Data entries
- - - - - - -

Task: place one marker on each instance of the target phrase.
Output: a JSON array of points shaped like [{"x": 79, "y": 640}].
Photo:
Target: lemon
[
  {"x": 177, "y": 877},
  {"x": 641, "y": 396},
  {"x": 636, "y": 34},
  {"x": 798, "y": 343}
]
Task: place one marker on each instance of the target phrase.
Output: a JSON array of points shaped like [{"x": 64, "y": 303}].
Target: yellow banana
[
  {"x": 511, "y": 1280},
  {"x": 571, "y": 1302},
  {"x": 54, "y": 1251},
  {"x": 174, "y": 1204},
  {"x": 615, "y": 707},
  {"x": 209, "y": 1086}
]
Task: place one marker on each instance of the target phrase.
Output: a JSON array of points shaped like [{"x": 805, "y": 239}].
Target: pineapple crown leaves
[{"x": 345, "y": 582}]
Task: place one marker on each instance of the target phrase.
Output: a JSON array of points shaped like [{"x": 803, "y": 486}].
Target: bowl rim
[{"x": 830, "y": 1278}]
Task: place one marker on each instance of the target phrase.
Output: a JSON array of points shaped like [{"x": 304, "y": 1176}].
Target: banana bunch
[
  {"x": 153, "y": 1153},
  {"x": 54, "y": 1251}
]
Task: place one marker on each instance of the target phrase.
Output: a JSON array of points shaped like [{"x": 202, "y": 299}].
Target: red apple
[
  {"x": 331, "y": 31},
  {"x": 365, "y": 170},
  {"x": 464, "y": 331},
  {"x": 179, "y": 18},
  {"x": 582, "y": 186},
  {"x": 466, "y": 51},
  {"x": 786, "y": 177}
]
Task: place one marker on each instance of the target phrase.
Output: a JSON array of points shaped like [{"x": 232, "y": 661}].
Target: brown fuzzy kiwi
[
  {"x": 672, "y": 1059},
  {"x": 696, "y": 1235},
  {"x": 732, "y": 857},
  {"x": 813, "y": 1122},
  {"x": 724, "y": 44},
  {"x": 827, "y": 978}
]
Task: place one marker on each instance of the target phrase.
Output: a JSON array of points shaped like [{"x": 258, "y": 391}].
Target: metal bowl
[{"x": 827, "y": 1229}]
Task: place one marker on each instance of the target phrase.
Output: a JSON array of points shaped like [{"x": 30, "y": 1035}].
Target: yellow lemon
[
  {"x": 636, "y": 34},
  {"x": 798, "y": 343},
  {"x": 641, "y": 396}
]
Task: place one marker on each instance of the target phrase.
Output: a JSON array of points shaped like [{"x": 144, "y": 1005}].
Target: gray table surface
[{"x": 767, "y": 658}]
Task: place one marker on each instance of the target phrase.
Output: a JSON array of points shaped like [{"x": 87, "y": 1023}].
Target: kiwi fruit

- - - - - - -

#### [Problem to solve]
Write out the records again, exactly as given.

#### [Exercise output]
Task: place one marker on each instance of the target phrase.
Output: a JSON array of points shaped like [{"x": 79, "y": 640}].
Photo:
Target: lemon
[
  {"x": 177, "y": 877},
  {"x": 641, "y": 396},
  {"x": 636, "y": 34},
  {"x": 798, "y": 343}
]
Task: place one marker on each instance of the target phrase.
Output: a JSON array of points shaped like [{"x": 64, "y": 303}].
Target: yellow banana
[
  {"x": 511, "y": 1280},
  {"x": 571, "y": 1302},
  {"x": 54, "y": 1251},
  {"x": 174, "y": 1204},
  {"x": 615, "y": 707},
  {"x": 209, "y": 1086}
]
Task: place one marker on each instance of the target phrase.
Output: a JSON array of points shaped like [{"x": 805, "y": 239}].
Target: pineapple crown leaves
[{"x": 345, "y": 582}]
Task: place one marker on each instance of the target phrase.
Output: a JSON array of points shaped like [{"x": 803, "y": 486}].
Target: bowl rim
[{"x": 830, "y": 1278}]
Task: place one marker on each instance of the target phrase.
Output: a JSON array of points shaped like [{"x": 304, "y": 1176}].
Target: banana bunch
[
  {"x": 153, "y": 1153},
  {"x": 54, "y": 1251}
]
Task: place one marker on each instance of the target phrase.
Output: a JSON array of points shaped like [{"x": 202, "y": 299}].
Target: red apple
[
  {"x": 331, "y": 31},
  {"x": 365, "y": 170},
  {"x": 464, "y": 331},
  {"x": 179, "y": 18},
  {"x": 582, "y": 186},
  {"x": 466, "y": 51},
  {"x": 786, "y": 177}
]
Task: place one marker on each instance of the target phrase.
Output: a JSON array of points shaped like [{"x": 232, "y": 661}].
Target: brown fuzzy kiwi
[
  {"x": 672, "y": 1059},
  {"x": 696, "y": 1235},
  {"x": 732, "y": 857},
  {"x": 813, "y": 1122},
  {"x": 724, "y": 44},
  {"x": 827, "y": 978}
]
Task: place one marker on each instance of the target phrase.
Output: a JSON array of points shaped like [{"x": 258, "y": 391}].
Target: metal bowl
[{"x": 827, "y": 1229}]
Task: place one marker on each instance of the target phrase.
Output: a JSON array of points shaped like [{"x": 30, "y": 1035}].
Target: yellow lemon
[
  {"x": 636, "y": 34},
  {"x": 798, "y": 343},
  {"x": 641, "y": 396}
]
Task: place one marker on each instance of the target phrase.
Output: a JSON array of points shaped like [{"x": 144, "y": 1005}].
Target: gray table surface
[{"x": 767, "y": 658}]
Task: place one marker on each instance of the target phrase.
Output: a JSON array of points shaped like [{"x": 87, "y": 1023}].
Target: kiwi fruit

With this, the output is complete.